• [Task statement]: The full set of lines below has to be duplicated exactly, with no picture kept.

===== The input

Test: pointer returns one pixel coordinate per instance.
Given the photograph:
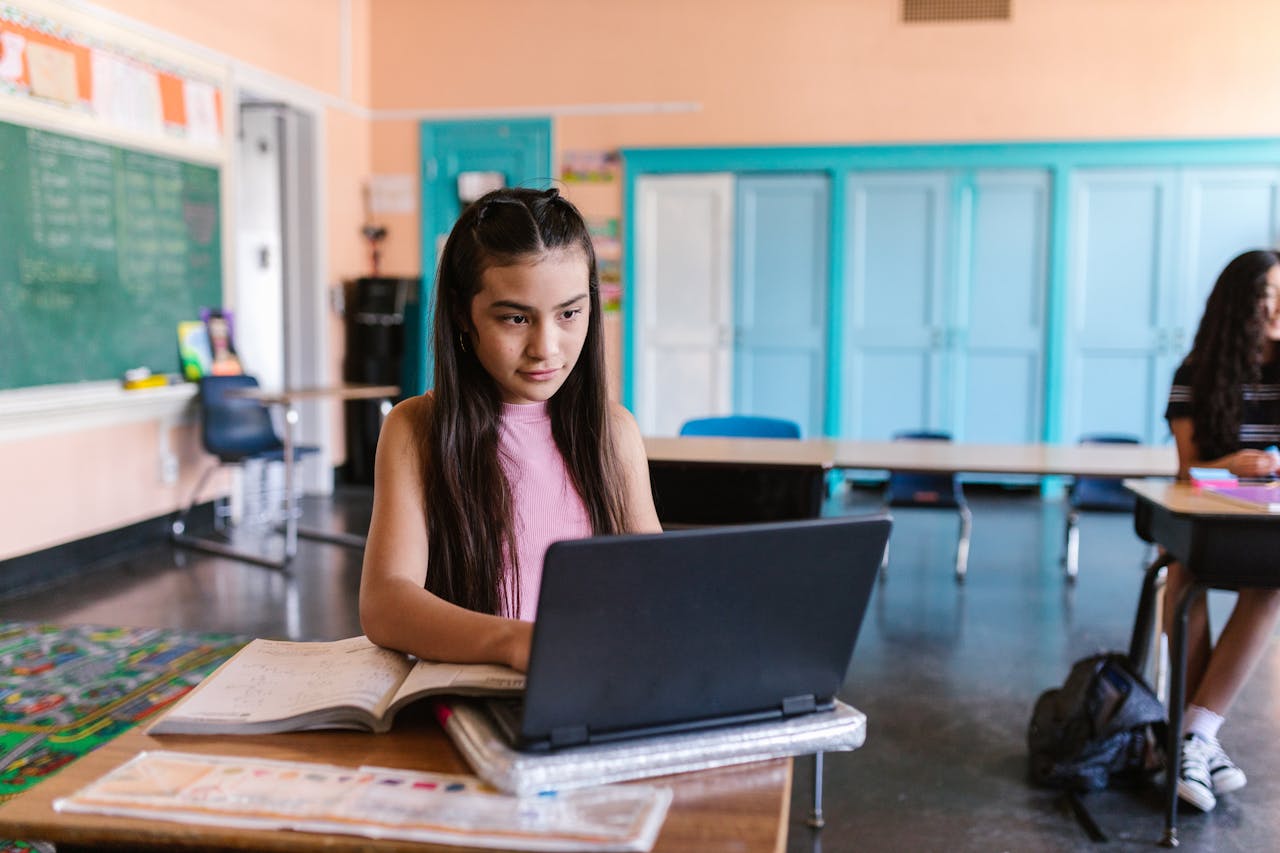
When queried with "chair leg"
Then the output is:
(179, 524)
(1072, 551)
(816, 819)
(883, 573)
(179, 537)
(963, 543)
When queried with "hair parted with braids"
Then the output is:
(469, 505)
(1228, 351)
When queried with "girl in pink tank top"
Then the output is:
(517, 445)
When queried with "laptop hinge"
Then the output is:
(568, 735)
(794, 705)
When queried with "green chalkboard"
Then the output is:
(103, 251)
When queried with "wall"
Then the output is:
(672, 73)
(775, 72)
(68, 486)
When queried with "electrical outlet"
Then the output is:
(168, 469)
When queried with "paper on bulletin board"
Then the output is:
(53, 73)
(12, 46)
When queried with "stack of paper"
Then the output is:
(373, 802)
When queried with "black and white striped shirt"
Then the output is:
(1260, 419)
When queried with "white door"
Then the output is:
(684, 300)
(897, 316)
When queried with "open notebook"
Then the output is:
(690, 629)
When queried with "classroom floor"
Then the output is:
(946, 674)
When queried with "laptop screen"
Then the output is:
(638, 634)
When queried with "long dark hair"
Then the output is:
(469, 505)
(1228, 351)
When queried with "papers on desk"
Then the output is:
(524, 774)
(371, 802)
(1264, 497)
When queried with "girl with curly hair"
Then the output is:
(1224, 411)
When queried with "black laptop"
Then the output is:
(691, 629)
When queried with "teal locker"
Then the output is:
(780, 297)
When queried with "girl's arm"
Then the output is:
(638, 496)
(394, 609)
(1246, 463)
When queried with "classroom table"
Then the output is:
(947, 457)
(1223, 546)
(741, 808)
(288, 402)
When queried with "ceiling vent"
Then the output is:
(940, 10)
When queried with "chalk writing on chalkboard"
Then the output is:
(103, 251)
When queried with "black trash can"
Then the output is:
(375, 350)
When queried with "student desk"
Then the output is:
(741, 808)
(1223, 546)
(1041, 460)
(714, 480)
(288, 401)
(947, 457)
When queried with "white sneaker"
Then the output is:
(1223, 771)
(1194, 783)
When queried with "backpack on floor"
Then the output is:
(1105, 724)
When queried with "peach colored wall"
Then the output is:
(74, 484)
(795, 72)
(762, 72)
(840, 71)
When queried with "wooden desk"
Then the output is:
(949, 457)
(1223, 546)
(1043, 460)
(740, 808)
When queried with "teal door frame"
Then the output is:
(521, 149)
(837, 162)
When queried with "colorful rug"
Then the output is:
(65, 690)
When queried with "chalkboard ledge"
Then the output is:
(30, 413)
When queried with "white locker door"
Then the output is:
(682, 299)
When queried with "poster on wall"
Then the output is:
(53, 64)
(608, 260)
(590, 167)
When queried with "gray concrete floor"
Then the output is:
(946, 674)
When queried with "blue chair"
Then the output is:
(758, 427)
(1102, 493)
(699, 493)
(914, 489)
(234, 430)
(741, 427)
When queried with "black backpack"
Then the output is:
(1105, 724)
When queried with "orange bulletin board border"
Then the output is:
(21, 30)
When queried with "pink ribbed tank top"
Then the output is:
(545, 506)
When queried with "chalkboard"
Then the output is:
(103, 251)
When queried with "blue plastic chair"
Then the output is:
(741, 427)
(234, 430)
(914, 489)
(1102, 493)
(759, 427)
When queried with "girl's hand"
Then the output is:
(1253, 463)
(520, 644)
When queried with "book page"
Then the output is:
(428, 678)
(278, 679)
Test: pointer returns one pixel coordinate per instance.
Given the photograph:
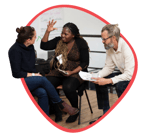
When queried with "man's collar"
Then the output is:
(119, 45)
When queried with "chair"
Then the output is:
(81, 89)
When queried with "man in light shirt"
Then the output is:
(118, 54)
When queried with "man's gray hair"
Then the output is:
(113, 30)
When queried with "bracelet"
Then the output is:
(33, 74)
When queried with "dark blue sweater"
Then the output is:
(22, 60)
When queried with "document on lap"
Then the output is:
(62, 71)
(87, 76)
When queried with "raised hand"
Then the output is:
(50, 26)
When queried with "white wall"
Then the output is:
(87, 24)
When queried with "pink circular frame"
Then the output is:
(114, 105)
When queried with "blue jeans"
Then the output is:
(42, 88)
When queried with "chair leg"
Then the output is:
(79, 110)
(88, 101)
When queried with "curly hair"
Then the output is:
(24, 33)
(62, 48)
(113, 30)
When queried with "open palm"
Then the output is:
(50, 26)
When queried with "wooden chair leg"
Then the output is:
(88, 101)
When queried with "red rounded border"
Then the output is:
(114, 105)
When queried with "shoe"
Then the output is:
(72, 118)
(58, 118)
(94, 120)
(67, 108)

==========

• [Written answer]:
Test: pointer returns one pixel coordinate per instance.
Given the photograph:
When queried with "chair leg"
Then the output is:
(179, 524)
(1072, 551)
(816, 819)
(883, 573)
(179, 537)
(963, 543)
When queried with "hair parted with braids"
Then the output is:
(469, 505)
(1228, 351)
When queried with "girl in pink tank top"
Then the output is:
(517, 445)
When queried with "laptop hinge"
Then the output is:
(568, 735)
(794, 705)
When queried with "green chalkboard"
Then the output is:
(103, 251)
When queried with "wall"
Then the output is:
(672, 73)
(775, 72)
(68, 486)
When queried with "electrical outlet"
Then the output is:
(168, 469)
When queried with "paper on bulletin board"
Then the output is:
(53, 73)
(12, 46)
When queried with "stack of paper"
Then the output is:
(373, 802)
When queried with "black and white striped shirt"
Then the output is:
(1260, 419)
When queried with "white door"
Then the output is:
(684, 300)
(897, 316)
When queried with "open notebook"
Then the output is:
(690, 629)
When queried with "classroom floor"
Then the output is:
(946, 674)
When queried with "laptop screen"
Then the output is:
(638, 634)
When queried with "long dark hair"
Then the output is:
(469, 505)
(1228, 351)
When queried with "papers on desk"
Then the output is:
(524, 774)
(371, 802)
(1264, 497)
When queried with "girl with curly hair"
Then the output is:
(1224, 411)
When queried with "black laptop"
Then the output is:
(691, 629)
When queried with "teal locker"
Then the output is:
(780, 297)
When queried with "girl's arm"
Then the output is:
(638, 496)
(394, 609)
(1246, 463)
When queried with "classroom table"
Then the output is:
(947, 457)
(1223, 546)
(741, 808)
(288, 402)
When queried with "ceiling vent"
Then the output is:
(940, 10)
When queried with "chalk writing on chalkboard"
Then the output is:
(103, 251)
When queried with "black trash can"
Then the output is:
(375, 350)
When queried with "student desk"
Then the output is:
(741, 808)
(1223, 546)
(1041, 460)
(714, 480)
(288, 401)
(947, 457)
When queried with "white sneaker"
Then the output is:
(1223, 771)
(1194, 783)
When queried with "backpack on floor"
Then the output is:
(1105, 724)
When queried with "peach colored wall"
Then the output is:
(74, 484)
(795, 72)
(762, 72)
(840, 71)
When queried with "wooden desk"
Then the output is:
(949, 457)
(1223, 546)
(1043, 460)
(740, 808)
When queried with "teal door frame"
Then the output is:
(521, 149)
(837, 162)
When queried with "colorful rug"
Then the output is:
(65, 690)
When queried with "chalkboard ledge"
Then the output is:
(30, 413)
When queried with "white locker door"
Then the output is:
(682, 299)
When queried with "poster on wall"
Then the output is:
(53, 64)
(608, 260)
(590, 167)
When queried with "gray concrete floor"
Then the output is:
(946, 674)
When queried with "blue chair"
Then the output is:
(758, 427)
(1102, 493)
(699, 493)
(914, 489)
(234, 430)
(741, 427)
When queried with "black backpack"
Then the output is:
(1105, 724)
When queried with "orange bulletin board border"
Then the output is:
(21, 30)
When queried with "pink ribbed tank top"
Then the output is:
(545, 506)
When queried with "chalkboard"
Then the output is:
(103, 251)
When queried with "blue plastic chair"
Then the output is:
(741, 427)
(234, 430)
(914, 489)
(1102, 493)
(759, 427)
When queried with "girl's hand"
Then the output is:
(1253, 463)
(520, 644)
When queried with "book page"
Then the output is:
(428, 678)
(278, 679)
Test: pointer returns one pixel coordinate per instance.
Given the photograph:
When queried with "man's collar"
Then the output is:
(119, 45)
When queried with "chair"
Then the output is:
(81, 89)
When queried with "man in light shirt"
Then the output is:
(118, 54)
When queried with "man's gray hair"
Then the output is:
(113, 30)
When queried with "bracelet"
Then the output is:
(33, 74)
When queried with "dark blue sweater"
Then the output is:
(22, 60)
When queried with "document on lap"
Then the output is:
(62, 71)
(87, 76)
When queried with "raised hand"
Then the output is:
(50, 26)
When queried with "white wall"
Then the output is:
(87, 24)
When queried with "pink circular frame"
Then the output is:
(114, 105)
When queried with "blue jeans"
Then the output is:
(42, 88)
When queried with "chair leg"
Then the output is:
(79, 110)
(88, 101)
When queried with "curly hair"
Then the output is:
(24, 33)
(62, 48)
(113, 30)
When queried with "open palm"
Then the output is:
(50, 26)
When queried with "wooden chair leg"
Then the output is:
(88, 101)
When queried with "red rounded border"
Then the output is:
(114, 105)
When queried with "shoe"
Then the output is:
(72, 118)
(58, 118)
(94, 120)
(67, 108)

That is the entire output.